*Page extract*:
That compares, as the RGE Monitor reports, with a final cost to U.S. taxpayers of $250 billion for the Savings & Loan rescue of the mid-1980s (inflation-adjusted).
No bail out, of course, and the destruction of wealth hardly bears thinking about. But just what would an extra $1.1 trillion in U.S. obligations mean for the value of existing dollars and T-bonds?
“[He] caused an Iron Chest to be brought, and put the money in it, then drove Posts into the Ground in his Cellar, and chained it down to the Stakes, then chained it also to the Wall, and barricaded the Door and Window of the Cellar with Iron, and all for fear, not of Thieves to steal the Money, but for fear the Money, Chest and all should fly away into the Air…”
So wrote the anonymous hack behind The Chimera, a pamphlet recalling the French Way of Paying National Debts for investors in London in 1720. The French way, the author explained — just before the British got caught using the same trick — was to print new paper money in whatever quantity took the government’s fancy, and use this new currency to pay off its creditors. It worked only as long as the paper retained some level of trust.
The anxious (if not deranged) investor described above was owed 10,000 crowns in such paper. But he gladly sold his claim for 2,500 in actual coin. Because a smaller quantity of very real wealth still beats a great sum of value-less debt.
Is that where investors today should hide their wealth, securely and safely? Inflation in prices and deflation in assets is an ugly combination. It also turns the “Long Boom” of the last 25 years on its head. So a growing number of advisors would point you to that long-forgotten asset class — physical gold or perhaps silver — as a rare store of wealth.
It might also help that you can chain down this wealth behind a thick vault door, deep underground.
“There really is no other place to hide,” believes Stephen Platt, an analyst at Archer Financial Services. “Gold’s about the only real currency out there that might hold value.”

*Record set*:

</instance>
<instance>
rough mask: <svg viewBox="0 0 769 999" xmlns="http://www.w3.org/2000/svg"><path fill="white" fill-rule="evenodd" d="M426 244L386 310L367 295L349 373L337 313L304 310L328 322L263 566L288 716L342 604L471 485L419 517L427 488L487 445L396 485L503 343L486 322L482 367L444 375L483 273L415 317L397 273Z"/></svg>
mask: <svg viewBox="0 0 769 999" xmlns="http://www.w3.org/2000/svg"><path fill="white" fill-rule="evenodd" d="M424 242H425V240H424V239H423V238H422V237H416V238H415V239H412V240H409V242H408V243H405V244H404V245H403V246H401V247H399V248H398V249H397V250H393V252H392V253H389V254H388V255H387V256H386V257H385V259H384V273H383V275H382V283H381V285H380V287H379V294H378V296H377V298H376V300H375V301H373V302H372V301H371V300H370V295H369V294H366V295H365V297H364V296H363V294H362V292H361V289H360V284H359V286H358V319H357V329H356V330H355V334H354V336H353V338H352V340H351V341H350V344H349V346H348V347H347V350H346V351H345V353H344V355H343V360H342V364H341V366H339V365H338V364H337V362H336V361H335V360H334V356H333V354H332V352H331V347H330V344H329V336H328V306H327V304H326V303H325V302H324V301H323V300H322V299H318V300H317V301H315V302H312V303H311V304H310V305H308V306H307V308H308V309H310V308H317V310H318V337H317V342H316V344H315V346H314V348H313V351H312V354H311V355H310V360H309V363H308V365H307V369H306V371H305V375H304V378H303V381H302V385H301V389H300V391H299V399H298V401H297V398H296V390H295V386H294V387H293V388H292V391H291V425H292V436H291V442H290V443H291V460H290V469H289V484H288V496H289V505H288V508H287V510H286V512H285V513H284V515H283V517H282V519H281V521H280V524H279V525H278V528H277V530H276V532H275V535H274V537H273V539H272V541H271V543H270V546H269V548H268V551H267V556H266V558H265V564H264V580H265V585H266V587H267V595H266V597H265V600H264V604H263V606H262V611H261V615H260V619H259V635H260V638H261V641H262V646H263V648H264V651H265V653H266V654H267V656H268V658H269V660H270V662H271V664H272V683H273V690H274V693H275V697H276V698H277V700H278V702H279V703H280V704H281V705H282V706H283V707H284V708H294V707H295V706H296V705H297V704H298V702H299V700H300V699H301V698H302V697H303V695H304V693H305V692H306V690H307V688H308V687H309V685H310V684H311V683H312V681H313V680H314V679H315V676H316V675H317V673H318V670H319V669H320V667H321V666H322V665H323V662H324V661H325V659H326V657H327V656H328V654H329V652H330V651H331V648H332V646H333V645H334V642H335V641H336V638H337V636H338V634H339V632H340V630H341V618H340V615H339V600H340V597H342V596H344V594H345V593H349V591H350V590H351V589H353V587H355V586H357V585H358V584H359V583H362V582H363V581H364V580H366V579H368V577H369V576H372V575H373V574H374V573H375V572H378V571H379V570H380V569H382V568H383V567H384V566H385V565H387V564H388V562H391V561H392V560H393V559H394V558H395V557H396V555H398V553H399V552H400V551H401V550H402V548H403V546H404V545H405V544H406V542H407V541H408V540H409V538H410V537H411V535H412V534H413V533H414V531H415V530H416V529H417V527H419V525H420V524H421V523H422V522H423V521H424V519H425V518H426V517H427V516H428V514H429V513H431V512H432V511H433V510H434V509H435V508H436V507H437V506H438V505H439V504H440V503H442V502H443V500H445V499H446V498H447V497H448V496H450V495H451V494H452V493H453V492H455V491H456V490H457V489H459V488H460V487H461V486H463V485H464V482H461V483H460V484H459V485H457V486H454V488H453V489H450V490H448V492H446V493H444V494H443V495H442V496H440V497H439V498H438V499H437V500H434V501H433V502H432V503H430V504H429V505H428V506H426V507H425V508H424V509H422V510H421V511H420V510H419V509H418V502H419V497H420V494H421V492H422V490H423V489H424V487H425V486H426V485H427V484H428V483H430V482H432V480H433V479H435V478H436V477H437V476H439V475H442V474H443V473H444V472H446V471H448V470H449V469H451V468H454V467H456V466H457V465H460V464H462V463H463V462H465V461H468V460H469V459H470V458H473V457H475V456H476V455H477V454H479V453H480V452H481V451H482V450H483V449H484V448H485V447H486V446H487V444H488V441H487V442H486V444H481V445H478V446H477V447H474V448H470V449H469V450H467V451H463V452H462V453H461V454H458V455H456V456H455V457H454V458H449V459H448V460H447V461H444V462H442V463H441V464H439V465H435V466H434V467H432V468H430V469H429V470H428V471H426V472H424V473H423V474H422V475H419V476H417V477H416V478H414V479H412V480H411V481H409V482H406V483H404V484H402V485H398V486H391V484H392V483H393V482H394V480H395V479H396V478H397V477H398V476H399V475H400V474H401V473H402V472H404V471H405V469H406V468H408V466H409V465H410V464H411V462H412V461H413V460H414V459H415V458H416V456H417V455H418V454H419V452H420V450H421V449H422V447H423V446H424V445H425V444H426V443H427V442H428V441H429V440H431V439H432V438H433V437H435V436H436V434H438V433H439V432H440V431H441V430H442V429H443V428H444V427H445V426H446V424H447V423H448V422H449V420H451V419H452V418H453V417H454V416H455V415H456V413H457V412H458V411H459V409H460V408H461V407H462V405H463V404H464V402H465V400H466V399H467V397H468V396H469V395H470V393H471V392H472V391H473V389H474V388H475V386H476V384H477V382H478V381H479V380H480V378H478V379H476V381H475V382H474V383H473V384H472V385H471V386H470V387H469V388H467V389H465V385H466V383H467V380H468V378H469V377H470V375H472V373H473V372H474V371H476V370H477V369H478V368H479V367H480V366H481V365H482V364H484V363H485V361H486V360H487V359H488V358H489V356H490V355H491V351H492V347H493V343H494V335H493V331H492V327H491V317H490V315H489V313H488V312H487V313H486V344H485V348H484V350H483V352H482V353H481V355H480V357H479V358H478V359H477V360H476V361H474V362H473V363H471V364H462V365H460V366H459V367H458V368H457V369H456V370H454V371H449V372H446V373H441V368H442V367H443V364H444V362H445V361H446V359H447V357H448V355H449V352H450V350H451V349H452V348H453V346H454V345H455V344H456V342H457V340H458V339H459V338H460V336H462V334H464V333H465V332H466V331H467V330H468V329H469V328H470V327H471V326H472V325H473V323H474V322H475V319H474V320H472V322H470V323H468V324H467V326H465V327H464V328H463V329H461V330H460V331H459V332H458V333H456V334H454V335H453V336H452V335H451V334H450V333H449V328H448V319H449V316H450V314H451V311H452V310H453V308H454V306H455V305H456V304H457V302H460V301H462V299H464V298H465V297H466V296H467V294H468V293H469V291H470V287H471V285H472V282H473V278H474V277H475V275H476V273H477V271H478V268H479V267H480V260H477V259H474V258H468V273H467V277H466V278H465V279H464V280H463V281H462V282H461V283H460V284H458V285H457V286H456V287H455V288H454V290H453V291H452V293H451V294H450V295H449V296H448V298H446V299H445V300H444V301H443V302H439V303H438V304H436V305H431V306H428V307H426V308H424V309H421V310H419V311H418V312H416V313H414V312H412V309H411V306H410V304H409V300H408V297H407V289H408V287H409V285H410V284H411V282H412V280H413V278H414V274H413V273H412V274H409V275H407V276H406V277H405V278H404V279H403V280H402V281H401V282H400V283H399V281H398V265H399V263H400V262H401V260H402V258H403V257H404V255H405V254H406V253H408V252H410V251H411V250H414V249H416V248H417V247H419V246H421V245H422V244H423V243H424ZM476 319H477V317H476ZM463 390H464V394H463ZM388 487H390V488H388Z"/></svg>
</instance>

*What is needed*: Carry on the article about paper money and gold from where it stops. The data has no connection to the article about paper money and gold.

*Response*:
Even after trebling in price from the low of eight years ago, there may be plenty of room for gold to rise from here. “In 1959, the amount invested in gold was about one-fifth of the market value of all U.S. common stocks,” writes Peter Bernstein in his classic, The Power of Gold. “In 1980, the $1.6 trillion invested in gold exceeded the market value of $1.4 trillion in U.S. stocks.”
The sum total of gold investment lags far behind the value of stock and bond markets today. Indeed, a 2005 study from Tocqueville Asset Management noted that, if taken altogether, “the market cap of all above-ground gold — including central bank reserves — [now] equals about 1.4% of global financial assets.”
“In 1934 and 1982,” on the other hand, “when investor stress reached extreme readings, that percentage was between 20% to 25%.” If you wanted to steal a march on the market, you might want to consider moving that portion of your wealth into physical gold today.
No, the metal isn’t guaranteed to keep gaining as “investor stress” rises to match the Great Depression or early ‘80s recession. But nor will its value fly away into the air.
For as long as the cost of living is rising but asset-prices are falling, that should prove a major advantage over holding bonds, stocks or cash.